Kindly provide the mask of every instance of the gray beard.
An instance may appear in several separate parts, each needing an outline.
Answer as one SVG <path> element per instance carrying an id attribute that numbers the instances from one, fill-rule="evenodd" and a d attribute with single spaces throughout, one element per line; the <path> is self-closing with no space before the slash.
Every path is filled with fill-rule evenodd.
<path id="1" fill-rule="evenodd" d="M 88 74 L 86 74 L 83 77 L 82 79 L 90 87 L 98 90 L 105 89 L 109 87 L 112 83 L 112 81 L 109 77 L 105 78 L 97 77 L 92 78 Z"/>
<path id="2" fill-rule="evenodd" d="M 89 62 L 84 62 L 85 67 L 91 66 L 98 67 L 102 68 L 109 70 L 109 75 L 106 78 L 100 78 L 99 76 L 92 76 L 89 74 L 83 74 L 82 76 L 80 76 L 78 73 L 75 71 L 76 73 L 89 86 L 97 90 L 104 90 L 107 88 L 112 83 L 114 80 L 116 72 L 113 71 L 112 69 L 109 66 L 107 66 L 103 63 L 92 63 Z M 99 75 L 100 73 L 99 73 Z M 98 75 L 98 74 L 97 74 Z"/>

_ _ _

**WORK INSTRUCTIONS:**
Echo back the records from their first line through the line containing "An instance may", copying every line unchanged.

**SOLUTION FOR THIS PROBLEM:**
Kindly provide the mask of every instance of the gray beard.
An instance may appear in several separate parts, each needing an outline.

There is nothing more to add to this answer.